Texto de origem -
===============
A pressão sobre a Starbucks aumentou após a Coffee Watch apresentar, no fim de abril, uma denúncia formal à Alfândega e Proteção de Fronteiras dos EUA (CBP), pedindo o bloqueio das importações de café brasileiro pelas multinacionais Starbucks, Nestlé, JDE, Dunkin’, Illy e McDonald’s. A petição se baseia na Seção 307 do Ato Tarifário de 1930, que proíbe a entrada de produtos fabricados com trabalho escravo nos Estados Unidos.

De acordo com a denúncia, pelo menos quatro resgates de trabalhadores em condições análogas à escravidão foram registrados entre 2023 e 2024 em fazendas de Minas Gerais ligadas à Cooxupé, uma das principais fornecedoras da Starbucks no Brasil. Em uma das ações, seis trabalhadores – incluindo um adolescente de 16 anos – foram resgatados de propriedades com condições degradantes. O produtor responsável, Marcos Florio de Souza, foi incluído na última atualização da chamada “Lista Suja” do trabalho escravo do Ministério do Trabalho.

Denúncia à Alfândega dos EUA tem como base a Lei Tarifária de 1930, lei federal americana que proíbe a importação de produtos feitos com trabalho escravo (Foto: Lela Beltrão/Repórter Brasil)
Denúncia à Alfândega dos EUA tem como base a Lei Tarifária de 1930, lei federal americana que proíbe a importação de produtos feitos com trabalho escravo (Foto: Lela Beltrão/Repórter Brasil)

Segundo a Coffee Watch, “essas empresas mantêm conscientemente um sistema de trabalho forçado, tráfico de pessoas e trabalho infantil forçado, do qual continuarão se beneficiando até que sejam forçadas a interrompê-lo”.

A organização também cita investigações jornalísticas e relatórios de entidades como Repórter Brasil, Oxfam, Danwatch e Conectas, que documentam um padrão sistêmico de violações trabalhistas em cadeias produtivas do café no Brasil e no exterior.

Ação judicial nos EUA

No mesmo dia da denúncia à alfândega, a ONG International Rights Advocates ajuizou uma ação contra a Starbucks no Tribunal de Columbia, na Carolina do Norte. A entidade representa oito trabalhadores resgatados nas fazendas mineiras, e alega que eles foram traficados e submetidos a trabalho forçado, exigindo indenizações da multinacional.
===============
Linhas fornecidas -
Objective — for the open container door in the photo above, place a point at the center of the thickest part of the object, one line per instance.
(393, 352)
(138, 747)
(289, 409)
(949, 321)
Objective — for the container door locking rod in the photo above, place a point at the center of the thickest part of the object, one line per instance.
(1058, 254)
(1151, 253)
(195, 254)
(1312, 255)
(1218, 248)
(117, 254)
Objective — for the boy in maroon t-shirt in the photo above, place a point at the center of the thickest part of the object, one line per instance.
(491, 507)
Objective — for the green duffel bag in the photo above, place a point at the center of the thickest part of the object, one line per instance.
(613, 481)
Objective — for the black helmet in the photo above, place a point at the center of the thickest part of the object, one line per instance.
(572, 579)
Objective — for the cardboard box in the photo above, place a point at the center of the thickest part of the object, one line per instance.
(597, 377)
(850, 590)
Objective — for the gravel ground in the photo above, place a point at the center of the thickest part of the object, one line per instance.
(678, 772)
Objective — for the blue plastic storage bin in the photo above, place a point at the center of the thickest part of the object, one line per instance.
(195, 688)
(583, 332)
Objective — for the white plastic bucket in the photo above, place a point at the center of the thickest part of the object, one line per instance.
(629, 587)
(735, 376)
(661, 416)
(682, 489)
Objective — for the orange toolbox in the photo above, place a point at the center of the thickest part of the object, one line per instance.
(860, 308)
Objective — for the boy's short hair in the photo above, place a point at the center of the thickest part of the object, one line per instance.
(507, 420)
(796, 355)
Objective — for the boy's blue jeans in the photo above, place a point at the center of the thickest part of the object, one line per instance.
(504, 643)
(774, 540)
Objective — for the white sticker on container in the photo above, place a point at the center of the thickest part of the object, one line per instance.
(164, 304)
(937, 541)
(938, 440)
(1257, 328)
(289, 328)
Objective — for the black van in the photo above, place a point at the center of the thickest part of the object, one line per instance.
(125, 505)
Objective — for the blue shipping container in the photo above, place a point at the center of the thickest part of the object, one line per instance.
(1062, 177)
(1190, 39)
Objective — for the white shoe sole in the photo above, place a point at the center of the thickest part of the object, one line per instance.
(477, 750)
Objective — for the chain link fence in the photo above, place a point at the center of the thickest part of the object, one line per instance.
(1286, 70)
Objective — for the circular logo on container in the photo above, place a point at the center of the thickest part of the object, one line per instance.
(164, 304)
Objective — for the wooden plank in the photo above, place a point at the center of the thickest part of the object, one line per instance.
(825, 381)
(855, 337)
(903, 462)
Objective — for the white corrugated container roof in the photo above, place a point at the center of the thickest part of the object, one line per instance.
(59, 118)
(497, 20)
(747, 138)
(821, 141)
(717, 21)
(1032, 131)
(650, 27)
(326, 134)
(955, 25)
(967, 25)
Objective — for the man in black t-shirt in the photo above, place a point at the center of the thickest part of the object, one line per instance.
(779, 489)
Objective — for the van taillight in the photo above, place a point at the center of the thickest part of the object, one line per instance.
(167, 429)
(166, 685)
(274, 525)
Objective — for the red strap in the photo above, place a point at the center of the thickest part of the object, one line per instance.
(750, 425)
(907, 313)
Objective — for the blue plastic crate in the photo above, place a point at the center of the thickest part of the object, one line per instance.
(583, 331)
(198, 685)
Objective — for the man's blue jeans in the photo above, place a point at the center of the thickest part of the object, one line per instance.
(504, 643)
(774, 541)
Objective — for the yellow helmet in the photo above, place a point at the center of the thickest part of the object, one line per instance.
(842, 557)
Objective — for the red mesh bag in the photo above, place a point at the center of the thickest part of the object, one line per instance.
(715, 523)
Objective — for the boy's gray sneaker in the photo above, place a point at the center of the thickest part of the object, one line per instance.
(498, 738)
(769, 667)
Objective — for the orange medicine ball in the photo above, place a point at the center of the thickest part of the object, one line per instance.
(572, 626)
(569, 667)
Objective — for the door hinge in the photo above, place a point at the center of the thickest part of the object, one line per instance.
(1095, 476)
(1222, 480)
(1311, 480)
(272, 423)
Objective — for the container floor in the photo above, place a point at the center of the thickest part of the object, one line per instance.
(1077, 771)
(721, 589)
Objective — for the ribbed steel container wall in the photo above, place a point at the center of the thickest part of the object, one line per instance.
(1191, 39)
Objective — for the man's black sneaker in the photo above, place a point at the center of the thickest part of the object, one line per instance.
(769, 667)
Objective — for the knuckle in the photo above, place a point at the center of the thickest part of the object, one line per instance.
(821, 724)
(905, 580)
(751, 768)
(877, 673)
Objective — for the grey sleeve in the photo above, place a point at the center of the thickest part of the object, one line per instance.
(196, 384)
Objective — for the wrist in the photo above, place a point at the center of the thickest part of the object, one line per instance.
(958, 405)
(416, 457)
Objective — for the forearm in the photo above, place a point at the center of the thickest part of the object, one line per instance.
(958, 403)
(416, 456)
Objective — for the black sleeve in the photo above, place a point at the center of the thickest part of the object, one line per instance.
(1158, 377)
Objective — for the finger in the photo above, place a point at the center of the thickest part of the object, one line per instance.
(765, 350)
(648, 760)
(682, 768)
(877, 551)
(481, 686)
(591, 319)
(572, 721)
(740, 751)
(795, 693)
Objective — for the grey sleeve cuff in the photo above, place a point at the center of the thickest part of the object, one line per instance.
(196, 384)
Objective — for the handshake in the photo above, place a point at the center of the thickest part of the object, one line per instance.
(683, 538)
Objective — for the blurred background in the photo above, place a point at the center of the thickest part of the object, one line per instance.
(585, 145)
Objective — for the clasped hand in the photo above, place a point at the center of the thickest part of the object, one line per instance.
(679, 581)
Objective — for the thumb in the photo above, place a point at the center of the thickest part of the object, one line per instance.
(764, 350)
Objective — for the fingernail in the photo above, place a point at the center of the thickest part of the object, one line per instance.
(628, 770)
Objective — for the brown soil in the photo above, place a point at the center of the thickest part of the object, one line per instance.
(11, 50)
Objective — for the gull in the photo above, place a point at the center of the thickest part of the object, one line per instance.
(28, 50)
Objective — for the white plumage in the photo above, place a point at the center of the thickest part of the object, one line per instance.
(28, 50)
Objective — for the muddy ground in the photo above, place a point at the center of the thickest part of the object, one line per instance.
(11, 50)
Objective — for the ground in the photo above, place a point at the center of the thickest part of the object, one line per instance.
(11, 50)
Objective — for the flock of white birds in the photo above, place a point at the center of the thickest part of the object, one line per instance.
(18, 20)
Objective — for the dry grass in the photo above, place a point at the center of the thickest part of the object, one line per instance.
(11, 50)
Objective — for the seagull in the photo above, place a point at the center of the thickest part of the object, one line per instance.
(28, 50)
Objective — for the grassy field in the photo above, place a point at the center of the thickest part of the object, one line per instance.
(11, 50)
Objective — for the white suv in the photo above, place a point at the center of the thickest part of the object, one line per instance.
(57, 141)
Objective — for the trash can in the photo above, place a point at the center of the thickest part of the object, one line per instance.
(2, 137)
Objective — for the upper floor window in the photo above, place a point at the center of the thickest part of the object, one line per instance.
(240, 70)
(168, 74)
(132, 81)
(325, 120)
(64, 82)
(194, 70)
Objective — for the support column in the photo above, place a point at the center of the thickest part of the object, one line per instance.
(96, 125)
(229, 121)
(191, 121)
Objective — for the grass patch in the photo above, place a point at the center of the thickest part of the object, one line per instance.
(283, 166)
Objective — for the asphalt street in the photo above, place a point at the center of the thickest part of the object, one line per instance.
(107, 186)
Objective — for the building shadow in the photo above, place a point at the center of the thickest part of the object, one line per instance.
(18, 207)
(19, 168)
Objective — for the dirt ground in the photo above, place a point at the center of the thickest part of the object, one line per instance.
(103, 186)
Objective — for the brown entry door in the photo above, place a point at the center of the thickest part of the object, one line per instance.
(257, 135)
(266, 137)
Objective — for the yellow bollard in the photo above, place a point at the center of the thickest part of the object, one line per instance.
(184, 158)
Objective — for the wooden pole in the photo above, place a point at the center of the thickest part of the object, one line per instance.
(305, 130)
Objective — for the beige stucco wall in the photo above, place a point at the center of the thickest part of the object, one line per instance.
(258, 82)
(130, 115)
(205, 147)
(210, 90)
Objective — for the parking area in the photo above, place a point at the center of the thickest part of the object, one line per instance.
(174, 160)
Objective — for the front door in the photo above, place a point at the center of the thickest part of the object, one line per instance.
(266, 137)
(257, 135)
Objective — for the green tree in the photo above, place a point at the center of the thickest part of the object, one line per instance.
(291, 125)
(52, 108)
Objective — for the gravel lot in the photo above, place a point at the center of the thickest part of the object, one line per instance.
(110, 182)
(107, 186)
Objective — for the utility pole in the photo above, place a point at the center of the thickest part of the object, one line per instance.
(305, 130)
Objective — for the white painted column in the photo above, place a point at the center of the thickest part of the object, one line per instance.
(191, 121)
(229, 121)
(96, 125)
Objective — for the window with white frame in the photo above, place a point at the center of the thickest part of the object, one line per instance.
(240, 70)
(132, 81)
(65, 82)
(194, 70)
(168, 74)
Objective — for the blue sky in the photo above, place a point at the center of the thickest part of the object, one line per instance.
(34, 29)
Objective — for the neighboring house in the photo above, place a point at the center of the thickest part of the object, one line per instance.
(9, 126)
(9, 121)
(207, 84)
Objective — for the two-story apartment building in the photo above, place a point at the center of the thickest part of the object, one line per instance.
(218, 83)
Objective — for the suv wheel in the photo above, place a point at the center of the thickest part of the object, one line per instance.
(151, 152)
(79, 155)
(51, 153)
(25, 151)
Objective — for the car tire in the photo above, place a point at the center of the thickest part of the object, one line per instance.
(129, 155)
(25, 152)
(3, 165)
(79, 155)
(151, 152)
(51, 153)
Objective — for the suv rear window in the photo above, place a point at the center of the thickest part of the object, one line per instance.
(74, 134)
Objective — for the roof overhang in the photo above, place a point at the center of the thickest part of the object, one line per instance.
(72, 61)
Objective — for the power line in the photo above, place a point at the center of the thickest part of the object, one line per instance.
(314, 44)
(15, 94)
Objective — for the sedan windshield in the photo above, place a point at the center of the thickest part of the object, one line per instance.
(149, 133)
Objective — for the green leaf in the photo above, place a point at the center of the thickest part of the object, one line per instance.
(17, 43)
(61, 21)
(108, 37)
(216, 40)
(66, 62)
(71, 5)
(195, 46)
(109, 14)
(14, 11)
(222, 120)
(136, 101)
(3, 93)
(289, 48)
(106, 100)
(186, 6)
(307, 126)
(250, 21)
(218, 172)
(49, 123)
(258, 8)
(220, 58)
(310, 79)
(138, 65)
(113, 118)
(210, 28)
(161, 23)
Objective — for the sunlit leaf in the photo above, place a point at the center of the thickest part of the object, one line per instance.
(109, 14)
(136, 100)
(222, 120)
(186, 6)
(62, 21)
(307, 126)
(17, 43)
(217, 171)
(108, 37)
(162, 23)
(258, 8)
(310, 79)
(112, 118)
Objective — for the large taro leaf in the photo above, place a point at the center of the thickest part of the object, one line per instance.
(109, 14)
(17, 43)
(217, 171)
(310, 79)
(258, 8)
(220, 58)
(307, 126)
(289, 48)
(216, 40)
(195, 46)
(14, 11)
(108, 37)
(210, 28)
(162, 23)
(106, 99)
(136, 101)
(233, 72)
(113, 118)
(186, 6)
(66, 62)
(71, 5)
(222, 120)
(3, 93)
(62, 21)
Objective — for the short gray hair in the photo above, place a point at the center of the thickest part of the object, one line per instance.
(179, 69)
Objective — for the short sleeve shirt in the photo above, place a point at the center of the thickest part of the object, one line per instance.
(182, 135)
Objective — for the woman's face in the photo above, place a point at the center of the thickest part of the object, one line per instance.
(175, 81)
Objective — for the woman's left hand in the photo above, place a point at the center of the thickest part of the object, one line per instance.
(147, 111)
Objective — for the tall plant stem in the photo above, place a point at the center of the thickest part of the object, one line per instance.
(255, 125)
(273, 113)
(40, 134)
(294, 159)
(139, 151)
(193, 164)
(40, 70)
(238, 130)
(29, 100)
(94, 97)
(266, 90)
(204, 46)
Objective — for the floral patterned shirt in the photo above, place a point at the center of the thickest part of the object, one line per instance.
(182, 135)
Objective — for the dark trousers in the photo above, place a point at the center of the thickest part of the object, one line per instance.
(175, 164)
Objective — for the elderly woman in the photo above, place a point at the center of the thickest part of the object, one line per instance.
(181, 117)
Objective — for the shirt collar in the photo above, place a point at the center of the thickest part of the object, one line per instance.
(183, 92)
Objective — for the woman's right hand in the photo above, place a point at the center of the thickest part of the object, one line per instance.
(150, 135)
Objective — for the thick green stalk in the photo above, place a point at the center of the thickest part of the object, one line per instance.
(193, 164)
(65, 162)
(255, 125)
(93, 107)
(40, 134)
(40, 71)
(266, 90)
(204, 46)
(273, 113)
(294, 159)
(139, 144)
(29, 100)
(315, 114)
===============
Objetivos -
1. Transcreva do texto sobre a denúncia contra a Starbucks o trecho que começa nas palavras "Segundo a Coffee" e termina em "e no exterior.".
2. Dê prosseguimento ao texto sobre a denúncia contra a Starbucks a partir do ponto em que ele se encerra.
As linhas não guardam relação com o texto sobre a denúncia contra a Starbucks.

Respostas -
1.
Segundo a Coffee Watch, “essas empresas mantêm conscientemente um sistema de trabalho forçado, tráfico de pessoas e trabalho infantil forçado, do qual continuarão se beneficiando até que sejam forçadas a interrompê-lo”.

A organização também cita investigações jornalísticas e relatórios de entidades como Repórter Brasil, Oxfam, Danwatch e Conectas, que documentam um padrão sistêmico de violações trabalhistas em cadeias produtivas do café no Brasil e no exterior.

2.
Em nota, a Starbucks afirmou que “as alegações apresentadas não têm mérito” e que compraria café apenas de uma “pequena fração” das fazendas ligadas à Cooxupé, todas supostamente certificadas pelo programa C.A.F.E. Practices. A Nestlé e a JDE também responderam que investigam alegações e mantêm compromissos com direitos humanos. Dunkin’, Illy, McDonald’s e Cooxupé não se pronunciaram até a publicação desta reportagem.

Contradições éticas

Criada em 1997 no Rio de Janeiro, a FARM construiu sua imagem como marca engajada com pautas ambientais e sociais, com campanhas de reflorestamento e promoção da diversidade cultural. Em 2019, a empresa ou a integrar o grupo norte-americano Anthropologie e tem expandido sua presença internacional, incluindo nos Estados Unidos.

A carta da UGT critica a incoerência entre o discurso da FARM e a aliança com a Starbucks, acusada de ser “uma das maiores violadoras das leis trabalhistas na história moderna dos EUA”, por reprimir trabalhadores sindicalizados em suas lojas. A entidade sindical pede que a empresa rompa imediatamente a parceria ou condicione sua continuidade a uma série de exigências, como o respeito aos direitos sindicais, erradicação do trabalho escravo e infantil, e pagamento justo a trabalhadores rurais e pequenos produtores.

“Ao estabelecer parceria com a Starbucks, a FARM está, direta ou indiretamente, legitimando práticas que violam os direitos humanos e trabalhistas”, diz trecho da carta.